**TASK PROMPT:** An unaltered copy of every line below is the expected output.

Point-per-instance localization data
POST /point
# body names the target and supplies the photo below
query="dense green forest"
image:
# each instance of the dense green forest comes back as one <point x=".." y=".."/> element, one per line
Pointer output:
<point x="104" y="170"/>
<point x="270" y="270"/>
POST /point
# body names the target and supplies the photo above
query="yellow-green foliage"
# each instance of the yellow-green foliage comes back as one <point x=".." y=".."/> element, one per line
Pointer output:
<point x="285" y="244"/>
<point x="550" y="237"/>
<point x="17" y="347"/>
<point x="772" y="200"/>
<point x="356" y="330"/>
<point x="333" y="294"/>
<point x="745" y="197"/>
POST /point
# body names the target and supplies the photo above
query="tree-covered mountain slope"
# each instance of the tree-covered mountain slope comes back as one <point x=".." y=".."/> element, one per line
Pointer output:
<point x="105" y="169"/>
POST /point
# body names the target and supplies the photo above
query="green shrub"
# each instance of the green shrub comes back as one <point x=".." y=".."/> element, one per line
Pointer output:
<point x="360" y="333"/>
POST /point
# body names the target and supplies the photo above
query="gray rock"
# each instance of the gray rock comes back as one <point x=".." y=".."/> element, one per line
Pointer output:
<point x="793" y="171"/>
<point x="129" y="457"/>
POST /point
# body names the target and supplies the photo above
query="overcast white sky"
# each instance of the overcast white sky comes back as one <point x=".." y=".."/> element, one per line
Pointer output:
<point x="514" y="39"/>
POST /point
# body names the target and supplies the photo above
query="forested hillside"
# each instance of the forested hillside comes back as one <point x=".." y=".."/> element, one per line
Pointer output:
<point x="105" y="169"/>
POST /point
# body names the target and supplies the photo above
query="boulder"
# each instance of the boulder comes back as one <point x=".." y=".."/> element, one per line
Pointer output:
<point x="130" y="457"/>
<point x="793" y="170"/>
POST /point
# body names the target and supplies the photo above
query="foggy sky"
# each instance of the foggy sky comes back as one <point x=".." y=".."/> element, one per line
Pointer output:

**ANSWER SECTION:**
POST /point
# body names the target and supplies the photo below
query="dense green forest"
image:
# each instance of the dense green forest comes back as one <point x=".." y=".."/> element, one per line
Pointer output:
<point x="104" y="170"/>
<point x="270" y="270"/>
POST /point
# body names the target and supplies the photo above
query="yellow-green foliage"
# each instance of the yellow-green foliage comes back as one <point x=".." y=".."/> element, one per line
Pointer output:
<point x="285" y="244"/>
<point x="550" y="237"/>
<point x="17" y="347"/>
<point x="772" y="200"/>
<point x="356" y="330"/>
<point x="333" y="294"/>
<point x="745" y="197"/>
POST /point
# body names the target and supplies the photo above
query="tree-covered mountain slope"
# each instance of the tree-covered mountain slope comes back as one <point x=".." y=".."/> element, one per line
Pointer output:
<point x="105" y="169"/>
POST /point
# body names the target and supplies the photo above
query="green shrub"
# each instance of the green shrub comes back as one <point x=".." y=".."/> element, one per line
Pointer output:
<point x="360" y="333"/>
POST /point
# body names the target and supplies the photo above
query="gray rock"
# each instance of the gray rock comes back as one <point x=".." y=".."/> element, one per line
Pointer output:
<point x="793" y="171"/>
<point x="129" y="457"/>
POST /point
# body names the target and supplies the photo above
query="overcast white sky"
# each instance of the overcast white sky comes back as one <point x=".." y=".."/> element, one per line
Pointer output:
<point x="514" y="39"/>
POST /point
# body names the target and supplies the photo above
query="forested hillside"
# each instance of the forested hillside comes back as one <point x=".." y=".."/> element, one per line
Pointer output:
<point x="105" y="169"/>
POST /point
# body names the target and supplies the photo above
query="boulder"
# each instance of the boulder comes back as one <point x=".." y=".."/> element, one per line
Pointer output:
<point x="130" y="457"/>
<point x="793" y="170"/>
POST /point
# body names the target and supplies the photo above
query="foggy sky"
# each instance of the foggy sky comes back as one <point x=".." y=".."/> element, one per line
Pointer output:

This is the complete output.